* REQUIRED WORK
Find each line in the segmentation dataset records that includes the string "bread", matching case exactly, and copy those lines out in full.

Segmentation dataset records
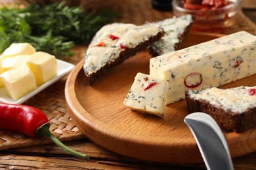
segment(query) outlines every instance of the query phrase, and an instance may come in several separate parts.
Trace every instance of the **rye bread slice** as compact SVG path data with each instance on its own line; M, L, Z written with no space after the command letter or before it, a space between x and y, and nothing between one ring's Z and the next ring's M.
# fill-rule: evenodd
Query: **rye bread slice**
M242 86L237 88L244 90L244 88ZM251 88L255 88L255 87ZM213 104L209 100L192 95L192 93L195 94L198 92L203 91L188 90L186 92L185 99L190 113L203 112L209 114L225 132L243 132L256 127L256 100L250 105L251 107L246 108L242 112L238 112L225 109L224 105ZM215 99L218 100L218 99Z

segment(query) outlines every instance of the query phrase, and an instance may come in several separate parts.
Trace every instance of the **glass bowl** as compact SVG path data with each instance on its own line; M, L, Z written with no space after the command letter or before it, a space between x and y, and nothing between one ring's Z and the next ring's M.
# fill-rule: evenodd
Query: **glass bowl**
M192 30L221 32L232 26L242 8L242 0L227 0L224 7L215 9L191 10L183 8L182 0L173 0L175 16L191 14L195 18Z

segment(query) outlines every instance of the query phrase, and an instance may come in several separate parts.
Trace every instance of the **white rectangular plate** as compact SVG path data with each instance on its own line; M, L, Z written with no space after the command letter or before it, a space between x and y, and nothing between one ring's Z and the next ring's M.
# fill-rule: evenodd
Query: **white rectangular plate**
M70 73L73 69L74 65L72 63L64 61L62 60L57 60L57 76L49 80L47 82L45 82L43 85L38 86L35 90L31 92L30 94L24 96L18 100L12 99L10 95L8 94L7 90L5 87L0 88L0 103L10 103L10 104L22 104L26 100L30 99L32 97L34 96L45 88L49 87L53 83L56 82L61 78Z

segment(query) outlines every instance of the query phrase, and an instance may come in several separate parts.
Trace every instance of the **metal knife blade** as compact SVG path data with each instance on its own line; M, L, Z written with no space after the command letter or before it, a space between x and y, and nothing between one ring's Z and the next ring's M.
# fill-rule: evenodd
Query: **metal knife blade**
M184 121L196 139L207 169L234 169L225 137L211 116L194 112Z

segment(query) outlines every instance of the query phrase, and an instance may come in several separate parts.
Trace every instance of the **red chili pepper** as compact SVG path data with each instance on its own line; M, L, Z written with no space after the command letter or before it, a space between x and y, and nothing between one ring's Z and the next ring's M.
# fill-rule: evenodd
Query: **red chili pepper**
M249 88L246 90L246 94L249 95L256 95L256 88Z
M146 86L144 87L144 91L146 91L148 89L152 88L152 86L155 86L156 84L158 84L157 82L150 82L150 83L147 83L146 84Z
M62 143L49 130L50 122L40 110L26 105L0 103L0 129L15 131L30 137L45 135L71 154L88 159L89 157Z
M239 65L240 65L240 63L242 63L242 61L236 61L236 65L234 65L234 66L232 67L235 67L235 68L236 68L236 67L239 67Z
M98 42L97 44L98 46L103 46L104 45L104 43L103 41Z
M114 35L112 35L112 34L110 34L110 35L108 35L108 37L110 37L112 40L116 40L116 39L118 39L119 37L116 37Z

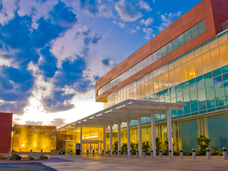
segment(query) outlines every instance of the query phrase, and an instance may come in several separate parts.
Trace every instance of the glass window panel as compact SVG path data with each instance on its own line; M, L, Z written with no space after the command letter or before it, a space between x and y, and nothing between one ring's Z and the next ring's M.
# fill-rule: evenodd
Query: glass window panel
M206 88L206 97L207 97L207 108L215 107L215 95L214 95L214 87Z
M200 49L200 48L195 49L195 50L193 51L194 57L199 56L200 54L201 54L201 49Z
M195 63L195 71L196 71L195 75L196 75L196 77L198 77L203 74L201 56L195 58L194 63Z
M216 106L225 105L223 83L215 85L215 100Z
M191 28L192 39L199 35L198 25Z
M153 79L153 82L154 82L154 93L157 93L158 92L158 78L154 78Z
M226 41L227 41L227 34L226 33L218 38L218 42L220 45Z
M218 48L212 49L211 51L211 65L212 69L217 69L220 67L220 57Z
M184 44L184 34L180 35L178 38L179 47Z
M204 44L203 46L201 46L201 52L207 52L209 50L209 45L208 43Z
M182 82L188 80L187 64L181 65L181 80L182 80Z
M184 113L190 113L190 97L189 94L184 95L184 104L186 105L184 107Z
M179 66L179 65L180 65L180 59L176 60L176 61L174 62L174 65L175 65L175 67Z
M163 74L158 77L158 90L162 91L163 90Z
M197 92L191 93L191 112L198 111Z
M204 73L211 71L211 60L208 52L202 55L202 60Z
M215 48L216 46L218 46L218 41L217 39L215 38L214 40L210 41L210 49L213 49Z
M185 43L189 42L192 37L191 37L191 30L188 30L184 33L184 37L185 37Z
M188 77L189 79L195 78L195 67L193 60L187 63L188 66Z
M199 34L202 34L203 32L206 31L206 26L205 26L205 21L204 21L204 20L201 21L201 22L198 24L198 26L199 26Z
M175 85L174 70L169 71L169 83L170 83L170 87Z
M223 75L223 81L227 81L228 80L228 73Z
M222 82L222 76L218 76L218 77L213 78L213 83L214 84L218 84L218 83L221 83L221 82Z
M227 74L227 76L228 76L228 74ZM225 91L226 105L228 105L228 82L224 83L224 91Z
M199 102L199 110L205 110L207 107L205 89L198 91L198 102Z
M220 58L221 58L221 65L228 64L228 42L223 45L219 46Z
M175 68L175 83L176 85L181 83L180 67Z
M178 45L178 38L177 39L174 39L172 41L172 44L173 44L173 50L177 49L179 47L179 45Z
M186 62L186 56L181 57L181 64Z
M169 88L170 84L169 84L169 74L168 72L164 73L164 89Z
M191 60L193 58L193 53L187 54L187 61Z
M172 52L172 42L166 45L166 54L169 54Z

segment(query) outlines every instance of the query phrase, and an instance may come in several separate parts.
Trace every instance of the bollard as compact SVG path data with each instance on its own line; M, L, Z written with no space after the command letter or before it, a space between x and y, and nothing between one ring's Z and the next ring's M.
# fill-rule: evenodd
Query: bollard
M172 153L172 150L170 149L169 150L169 158L171 159L173 157L173 153Z
M206 148L207 151L207 159L211 159L211 153L210 153L210 148Z
M159 158L162 158L162 150L159 149Z
M151 158L154 157L153 150L150 150L150 157L151 157Z
M180 149L180 159L183 159L183 149Z
M196 159L196 149L192 149L192 159Z
M227 149L226 149L226 147L223 147L222 151L223 151L223 159L227 160Z

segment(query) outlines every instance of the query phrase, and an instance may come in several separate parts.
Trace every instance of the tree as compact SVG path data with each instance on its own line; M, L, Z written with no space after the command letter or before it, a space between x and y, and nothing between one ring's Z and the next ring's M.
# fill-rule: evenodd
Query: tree
M205 137L205 135L199 135L199 137L196 138L197 145L199 145L199 154L204 155L206 154L206 148L209 147L211 139Z

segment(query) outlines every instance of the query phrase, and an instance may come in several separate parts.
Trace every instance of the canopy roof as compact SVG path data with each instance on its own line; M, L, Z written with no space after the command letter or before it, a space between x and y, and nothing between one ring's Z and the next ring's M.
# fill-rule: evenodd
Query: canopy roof
M96 112L85 118L60 127L59 130L75 127L103 127L104 125L117 124L137 120L141 117L151 117L151 114L166 114L170 110L183 110L185 105L181 103L152 102L143 100L126 100L102 111Z

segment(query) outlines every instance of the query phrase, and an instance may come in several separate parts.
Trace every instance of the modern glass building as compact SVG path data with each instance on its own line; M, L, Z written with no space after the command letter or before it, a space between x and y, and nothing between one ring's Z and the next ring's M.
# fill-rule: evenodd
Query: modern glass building
M133 111L126 110L122 114L127 115L125 119L118 113L113 121L104 121L103 127L89 122L110 110L114 113L121 104L126 107L126 102L131 103L129 99L148 101L153 107L185 106L170 111L170 128L168 113L156 111L153 121L152 115L140 114L140 110L149 109L142 106L137 111L140 120L133 117ZM221 151L228 145L228 1L202 0L100 78L96 101L103 102L107 109L59 129L69 134L78 130L71 141L80 143L83 152L95 146L98 151L113 150L115 142L119 142L119 149L124 143L129 146L129 142L141 148L140 144L148 141L152 149L155 137L163 150L169 139L173 151L191 151L198 149L199 135L209 137L210 146ZM151 128L153 122L155 127Z

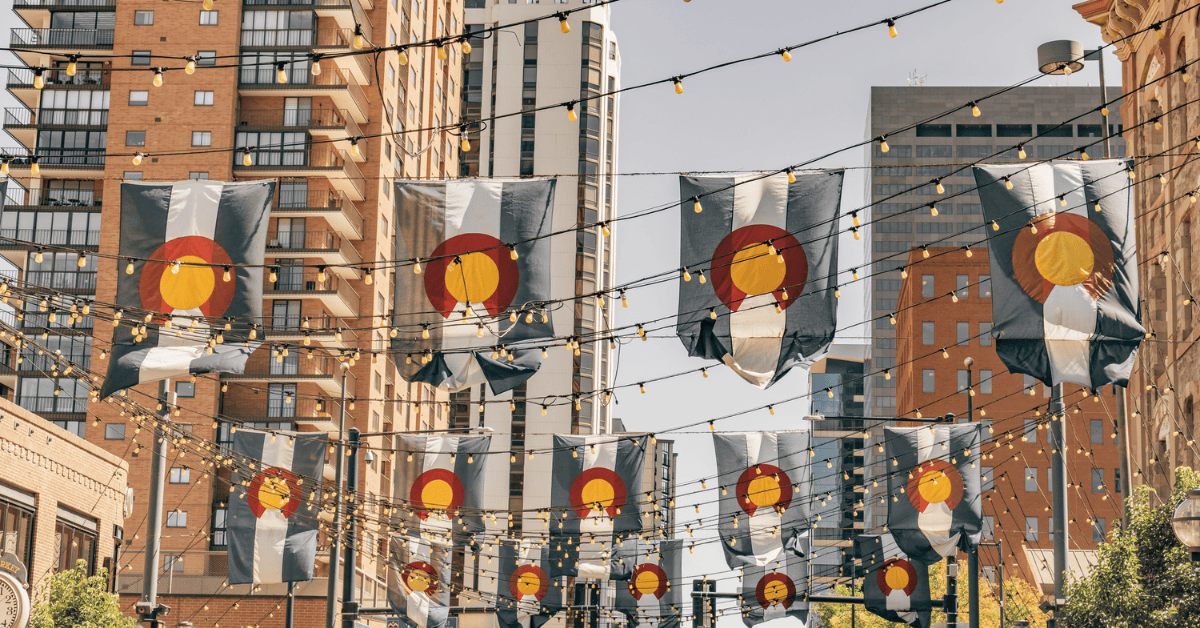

* SOLVED EXERCISE
Trace every instance of the **rye bread slice** as compact SVG path data with each instance on its own line; M, L, Z written with no space after the command letter or before it, a space between x and y, and nothing between one ring's Z and the next ring's M.
Query: **rye bread slice**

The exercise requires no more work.